■ **Questions to answer**
#1 According to the orchid article, which wasp pollinates this orchid?
#2 Reproduce the orchid article word for word from "Cryptostylis subulata, commonly" up to and including "in drier places.".

■ **Extracted text**

====

Cryptostylis subulata, commonly known as large tongue orchid, duckbill orchid or cow orchid, is a common and widespread orchid in south eastern Australia and New Zealand. It has relatively large, leathery, dark green to yellowish-green leaves and up to twenty yellowish flowers with a reddish-brown and dark purple labellum. It is often found in damp or swampy situations but also occurs in drier places.

==Description==
Cryptostylis subulata is a terrestrial, perennial, deciduous, herb with leathery, dark green to yellowish-green leaves which sit on petioles that are anywhere from 1 to 15 cm long. The leaves are lance-shaped and measure 5–20 cm long and 1–3 cm across. The inflorescences (flower spikes) appear from August to April and bear two to twenty individual flowers on a flowering stem which is 50–80 cm tall. Each flower has three green sepals which are 1.8 to 3 cm long, and two petals which are 1.0 to 1.3 cm long and narrower than the sepals. The labellum is a rolled reddish brown, purplish or yellowish tube-like structure measuring 1.5–3.5 cm long by 0.5–1 cm across. There is a dark purple callus ending in two knobs on the lower side of the labellum.

==Taxonomy and naming==
Large tongue orchid was first formally described in 1806 by Jacques Labillardière from a specimen collected in Tasmania. Labillardière gave it the name Malaxis subulata and published the description in Novae Hollandiae Plantarum Specimen. In 1871 H.G. Reichenbach changed the name to Cryptostylis subulata. The specific epithet (subulata) is derived from the Latin word subula meaning "awl".

==Distribution and habitat==
It is tolerant of a range of soils, from well-drained sandy heathland to swampy depressed areas, as well as dry eucalypt forest. It occurs mostly in coastal districts of Queensland, New South Wales, Victoria and Tasmania, although it is also found in the Blue Mountains. In New Zealand it is only known from swamps north of Kaitaia and Taipa-Mangonui.

==Ecology==
Like other Australian members of its genus, it is pollinated by the ichneumon wasp known as the orchid dupe wasp (Lissopimpla excelsa), the males of which mistake the flower parts for female wasps and copulate with it.

==Use in horticulture==
Cryptostylis subulata has been successfully grown by orchid enthusiasts, but is slow growing. The rhizomes are delicate and resent disturbance, and need to be moist at all times.

====

■ **Stored data**
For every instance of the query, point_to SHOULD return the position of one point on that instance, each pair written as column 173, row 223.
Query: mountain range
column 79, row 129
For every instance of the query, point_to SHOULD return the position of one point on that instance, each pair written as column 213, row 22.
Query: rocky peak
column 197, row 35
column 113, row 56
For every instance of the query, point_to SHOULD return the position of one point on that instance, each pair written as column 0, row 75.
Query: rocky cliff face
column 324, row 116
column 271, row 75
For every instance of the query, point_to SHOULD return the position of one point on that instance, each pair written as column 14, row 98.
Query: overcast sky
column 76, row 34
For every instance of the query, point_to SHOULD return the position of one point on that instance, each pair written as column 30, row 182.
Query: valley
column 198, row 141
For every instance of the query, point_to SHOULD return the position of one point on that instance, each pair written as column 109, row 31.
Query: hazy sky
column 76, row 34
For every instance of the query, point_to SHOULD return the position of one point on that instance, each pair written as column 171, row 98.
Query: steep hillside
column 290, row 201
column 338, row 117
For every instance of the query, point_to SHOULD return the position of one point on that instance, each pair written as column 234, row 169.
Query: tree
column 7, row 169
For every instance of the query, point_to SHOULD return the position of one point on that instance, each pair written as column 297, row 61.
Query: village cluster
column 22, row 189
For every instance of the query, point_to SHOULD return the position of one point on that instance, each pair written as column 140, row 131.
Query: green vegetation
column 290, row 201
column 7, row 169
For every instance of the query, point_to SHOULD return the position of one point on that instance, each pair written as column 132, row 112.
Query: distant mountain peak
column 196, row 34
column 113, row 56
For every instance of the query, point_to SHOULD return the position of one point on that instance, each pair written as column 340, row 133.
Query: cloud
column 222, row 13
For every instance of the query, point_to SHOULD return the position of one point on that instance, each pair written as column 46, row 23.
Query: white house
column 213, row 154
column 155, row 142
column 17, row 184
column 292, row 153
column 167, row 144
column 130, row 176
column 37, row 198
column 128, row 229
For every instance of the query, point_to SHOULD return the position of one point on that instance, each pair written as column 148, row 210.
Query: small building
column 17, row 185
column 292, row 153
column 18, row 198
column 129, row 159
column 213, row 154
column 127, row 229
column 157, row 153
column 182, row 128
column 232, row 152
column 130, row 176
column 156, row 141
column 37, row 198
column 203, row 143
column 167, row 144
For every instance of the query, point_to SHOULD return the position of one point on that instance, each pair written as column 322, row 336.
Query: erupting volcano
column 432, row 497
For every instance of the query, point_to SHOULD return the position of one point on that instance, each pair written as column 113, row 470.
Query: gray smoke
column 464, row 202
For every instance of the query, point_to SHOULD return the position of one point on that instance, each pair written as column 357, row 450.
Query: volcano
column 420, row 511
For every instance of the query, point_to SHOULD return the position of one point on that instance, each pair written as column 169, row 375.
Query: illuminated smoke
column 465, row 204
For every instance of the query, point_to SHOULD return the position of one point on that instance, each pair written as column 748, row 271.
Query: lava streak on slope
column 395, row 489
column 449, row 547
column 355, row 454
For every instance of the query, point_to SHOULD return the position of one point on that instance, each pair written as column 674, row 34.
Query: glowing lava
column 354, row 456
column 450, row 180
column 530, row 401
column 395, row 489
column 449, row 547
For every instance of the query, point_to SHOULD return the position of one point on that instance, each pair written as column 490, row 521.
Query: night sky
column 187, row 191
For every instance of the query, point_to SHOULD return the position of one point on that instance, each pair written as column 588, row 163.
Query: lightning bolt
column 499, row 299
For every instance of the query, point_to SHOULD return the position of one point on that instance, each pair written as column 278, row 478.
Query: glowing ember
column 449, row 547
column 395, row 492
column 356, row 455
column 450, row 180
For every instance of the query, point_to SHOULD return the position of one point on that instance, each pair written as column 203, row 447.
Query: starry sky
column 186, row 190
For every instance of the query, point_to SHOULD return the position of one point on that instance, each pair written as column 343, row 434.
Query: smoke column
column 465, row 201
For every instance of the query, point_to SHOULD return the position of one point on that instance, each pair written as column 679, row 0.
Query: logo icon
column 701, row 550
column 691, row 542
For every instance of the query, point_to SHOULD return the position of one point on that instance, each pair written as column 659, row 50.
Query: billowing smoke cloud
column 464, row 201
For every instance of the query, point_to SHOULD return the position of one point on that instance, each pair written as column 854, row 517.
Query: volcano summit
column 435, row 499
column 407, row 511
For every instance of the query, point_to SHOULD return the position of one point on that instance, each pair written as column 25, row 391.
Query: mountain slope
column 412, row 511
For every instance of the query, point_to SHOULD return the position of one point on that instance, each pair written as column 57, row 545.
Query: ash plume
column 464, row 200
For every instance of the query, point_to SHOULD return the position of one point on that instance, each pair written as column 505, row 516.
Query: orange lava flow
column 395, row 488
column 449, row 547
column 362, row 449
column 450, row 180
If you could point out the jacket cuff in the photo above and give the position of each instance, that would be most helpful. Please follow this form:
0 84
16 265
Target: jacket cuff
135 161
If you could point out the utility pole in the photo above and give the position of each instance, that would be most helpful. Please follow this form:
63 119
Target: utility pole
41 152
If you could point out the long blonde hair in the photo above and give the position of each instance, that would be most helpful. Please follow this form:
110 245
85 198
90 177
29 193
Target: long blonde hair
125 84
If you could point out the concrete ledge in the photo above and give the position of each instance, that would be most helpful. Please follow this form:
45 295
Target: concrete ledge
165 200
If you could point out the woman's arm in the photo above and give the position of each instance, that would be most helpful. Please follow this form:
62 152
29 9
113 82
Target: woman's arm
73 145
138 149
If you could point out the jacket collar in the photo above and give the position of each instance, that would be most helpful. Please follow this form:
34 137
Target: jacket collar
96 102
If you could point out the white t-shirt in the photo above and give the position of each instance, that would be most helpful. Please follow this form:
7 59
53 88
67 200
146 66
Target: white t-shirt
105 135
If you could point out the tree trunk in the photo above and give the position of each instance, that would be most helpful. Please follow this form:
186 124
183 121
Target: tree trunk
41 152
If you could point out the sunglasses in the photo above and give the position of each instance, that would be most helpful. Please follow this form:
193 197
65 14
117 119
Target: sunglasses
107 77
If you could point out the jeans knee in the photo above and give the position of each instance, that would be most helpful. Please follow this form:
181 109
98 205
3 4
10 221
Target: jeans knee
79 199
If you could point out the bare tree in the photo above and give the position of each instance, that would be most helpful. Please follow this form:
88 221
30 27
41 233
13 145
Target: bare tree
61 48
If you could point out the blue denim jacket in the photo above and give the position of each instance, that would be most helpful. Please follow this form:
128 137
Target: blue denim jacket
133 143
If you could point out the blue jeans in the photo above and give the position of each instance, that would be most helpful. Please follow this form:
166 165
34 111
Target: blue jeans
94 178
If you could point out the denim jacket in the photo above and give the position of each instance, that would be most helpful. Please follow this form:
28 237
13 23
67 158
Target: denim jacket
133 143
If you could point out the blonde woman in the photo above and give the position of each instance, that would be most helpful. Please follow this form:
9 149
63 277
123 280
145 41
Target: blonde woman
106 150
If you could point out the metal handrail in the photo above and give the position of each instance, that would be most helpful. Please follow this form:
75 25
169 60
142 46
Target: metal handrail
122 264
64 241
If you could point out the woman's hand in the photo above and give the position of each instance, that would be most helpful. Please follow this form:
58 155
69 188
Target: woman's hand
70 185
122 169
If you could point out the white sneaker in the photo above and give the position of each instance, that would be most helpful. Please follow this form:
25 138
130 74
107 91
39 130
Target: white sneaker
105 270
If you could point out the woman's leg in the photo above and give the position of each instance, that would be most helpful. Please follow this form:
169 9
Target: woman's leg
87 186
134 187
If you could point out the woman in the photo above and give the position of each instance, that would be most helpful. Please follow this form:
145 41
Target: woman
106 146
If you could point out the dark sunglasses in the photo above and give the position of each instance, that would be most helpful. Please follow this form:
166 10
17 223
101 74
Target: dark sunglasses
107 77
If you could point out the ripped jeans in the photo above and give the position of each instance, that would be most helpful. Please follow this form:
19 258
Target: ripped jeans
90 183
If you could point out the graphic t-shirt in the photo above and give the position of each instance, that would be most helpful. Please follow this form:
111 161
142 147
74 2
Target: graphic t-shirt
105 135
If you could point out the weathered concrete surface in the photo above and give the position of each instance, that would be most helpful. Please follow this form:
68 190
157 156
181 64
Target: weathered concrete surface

====

■ **Response list**
#1 The orchid dupe wasp (Lissopimpla excelsa), an ichneumon wasp.

#2
Cryptostylis subulata, commonly known as large tongue orchid, duckbill orchid or cow orchid, is a common and widespread orchid in south eastern Australia and New Zealand. It has relatively large, leathery, dark green to yellowish-green leaves and up to twenty yellowish flowers with a reddish-brown and dark purple labellum. It is often found in damp or swampy situations but also occurs in drier places.